#### Records for processing
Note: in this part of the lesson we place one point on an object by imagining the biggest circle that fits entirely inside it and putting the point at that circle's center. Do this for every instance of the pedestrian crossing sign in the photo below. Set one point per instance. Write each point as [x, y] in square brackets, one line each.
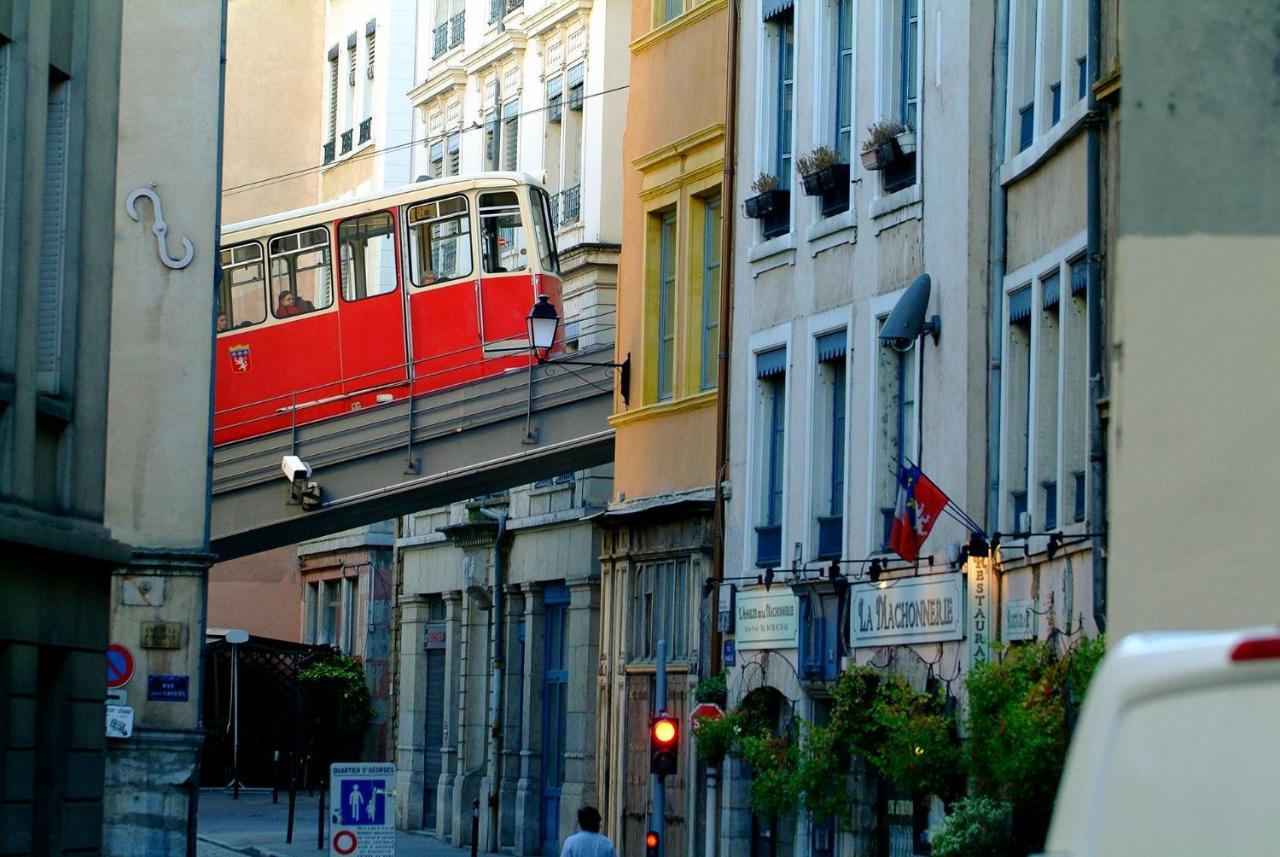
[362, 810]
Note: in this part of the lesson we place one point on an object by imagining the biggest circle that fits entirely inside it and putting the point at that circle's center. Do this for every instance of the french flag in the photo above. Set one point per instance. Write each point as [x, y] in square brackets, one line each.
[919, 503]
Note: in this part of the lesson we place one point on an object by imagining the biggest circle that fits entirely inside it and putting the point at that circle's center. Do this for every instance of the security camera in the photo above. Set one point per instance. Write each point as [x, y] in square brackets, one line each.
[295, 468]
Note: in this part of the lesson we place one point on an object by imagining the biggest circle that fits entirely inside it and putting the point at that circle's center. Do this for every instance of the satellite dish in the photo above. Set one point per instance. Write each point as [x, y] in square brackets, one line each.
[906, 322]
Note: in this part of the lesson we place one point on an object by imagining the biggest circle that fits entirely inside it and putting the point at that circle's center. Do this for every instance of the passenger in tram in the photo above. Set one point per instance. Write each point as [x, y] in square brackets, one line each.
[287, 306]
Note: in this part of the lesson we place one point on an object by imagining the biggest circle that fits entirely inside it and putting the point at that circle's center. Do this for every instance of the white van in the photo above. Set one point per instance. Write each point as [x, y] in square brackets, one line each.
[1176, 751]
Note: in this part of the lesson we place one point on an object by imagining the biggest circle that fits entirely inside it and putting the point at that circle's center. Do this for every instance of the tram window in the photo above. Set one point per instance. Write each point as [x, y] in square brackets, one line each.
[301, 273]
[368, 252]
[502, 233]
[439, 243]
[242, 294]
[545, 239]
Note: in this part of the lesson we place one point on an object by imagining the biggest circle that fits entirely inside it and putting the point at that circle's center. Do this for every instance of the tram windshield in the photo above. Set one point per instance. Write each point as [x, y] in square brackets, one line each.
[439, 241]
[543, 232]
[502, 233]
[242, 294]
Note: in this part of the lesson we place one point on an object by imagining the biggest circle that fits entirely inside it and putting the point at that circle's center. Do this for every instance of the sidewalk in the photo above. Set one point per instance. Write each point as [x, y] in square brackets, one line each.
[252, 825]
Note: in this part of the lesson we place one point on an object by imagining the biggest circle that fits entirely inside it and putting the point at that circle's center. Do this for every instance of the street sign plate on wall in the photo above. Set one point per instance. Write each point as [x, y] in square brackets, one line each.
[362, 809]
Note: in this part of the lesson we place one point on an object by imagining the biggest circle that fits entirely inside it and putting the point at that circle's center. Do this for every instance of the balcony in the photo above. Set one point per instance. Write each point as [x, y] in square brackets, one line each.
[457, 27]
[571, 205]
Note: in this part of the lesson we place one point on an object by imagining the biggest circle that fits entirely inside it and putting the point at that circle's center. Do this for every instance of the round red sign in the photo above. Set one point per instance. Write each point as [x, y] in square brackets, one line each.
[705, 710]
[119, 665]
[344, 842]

#### Problem to solve
Return all the data exactly, and keep the pictures out.

#### Written response
Note: in this part of the lesson we place one point on an object by imagining the biggest circle that fits entirely inside it and putting the point at that circle's center. Do this for every instance of the pedestrian crossing sign in the photo below. Set one point per instance. Write each point as [x, y] in square brackets, one line each.
[362, 810]
Note: in this part of the lesson we place one point on an object by imagining the biggest circle that fits entirely inside it and putting the point at that circle's center. Do this for every instance of the french flag in the photo above. Set one point per instance. Write each point as [x, y] in square brackets, one line each.
[919, 503]
Note: in this part of the lesson we place one point on an object by imagining the biggest circle that fits entirely inside it and putting the point at that circle's center. Do this for every instance of the security camera in the photo above. Set one point per instance. Write each point as [x, y] in square brackets, one line each.
[295, 468]
Note: in this part of the lesson we place one point on an object by imagining the biggest circle that fits entirely inside it and putting the point at that circle's center. Do this for every instance of the satellite dish in the photo above. Set one point per instance. Write each point as [x, y] in square brackets, one line each.
[906, 322]
Note: in this part of the lesson we place one point on an object by imagining the biggest circle that fits entirely inside it and putting the point at that circle's center. Do this for every instance of the passenger in tram in the photo above. Set one point per instance. Write each point as [x, y] in square brackets, one line each.
[287, 306]
Note: in this part of the lesson we place one point on an object by imagining the biggest circle that fits entirely inside it and putting the point at that circle's center. Do this for every instance of the white van in the photo above. Set one point per instance. Write each point as [x, y] in square brackets, one line each.
[1176, 751]
Note: in this part of the lesson we place one point on an object by imagining the biggest circle that fits entirely inside it and putting the point at that circle's center. Do this for every instance of the tram window in the photo above. Set one point per instance. Write each point as [x, y] in square brackets, one line each.
[301, 273]
[368, 252]
[502, 233]
[439, 243]
[242, 294]
[545, 239]
Note: in this part of the lesson we place one point on an object by imagining the biggest circle that fits entirely inside it and putting the point at that circle's center. Do this for every instance of the tram windshield in the photo above. Set one point per instance. Write each point as [x, y] in square brackets, one line each.
[439, 241]
[543, 232]
[502, 233]
[242, 294]
Note: in this part of the lesson we place one point on an object by imagining the biggest circle that fits entirely inside it and putting the point at that circle's center. Do this for every instance of the sidewalk in the photo above. Set one point per instance. Write each point as [x, y] in square brackets, one line each.
[252, 825]
Note: in this part of the lesson we place one point on an object by imagining the biggest circle that fits entirely inside it and putting the point at that circle's center. Do this for every instance of the street sign plate on wall in the photo above. Set one point per instance. Write each point as [x, y] in square brackets, one line each.
[362, 809]
Note: in this part of the lesson we place one point on an object by imagining the biggest circle that fits entirely inside it and putting the point at that circle's center. Do this for every instance of the balcony in the photo above. Set one point per instance. Write each point as [x, y] in square brackets, one line each.
[457, 27]
[571, 205]
Note: in this part of the lesson we place one point on an object by imagining the biggest circle that fits entirely inside it and putting the point at that circle's center. Do this for every instance of the round red sign in the photo above. Set one point per instance. Write each point as [x, y] in square brackets, one line each.
[705, 710]
[119, 665]
[344, 842]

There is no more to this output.